• **What the task requires**: Copy every line of the data below character for character, keeping the same line breaks.

• **Data to process**:
○ ○ ○

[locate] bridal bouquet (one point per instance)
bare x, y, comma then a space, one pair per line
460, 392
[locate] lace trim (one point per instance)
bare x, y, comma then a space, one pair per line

○ ○ ○

• **Finished answer**:
[locate] bridal bouquet (one point per instance)
bare x, y, comma then a space, one pair per line
460, 392
[locate] lace trim (one point per instance)
bare x, y, comma then a space, one pair per line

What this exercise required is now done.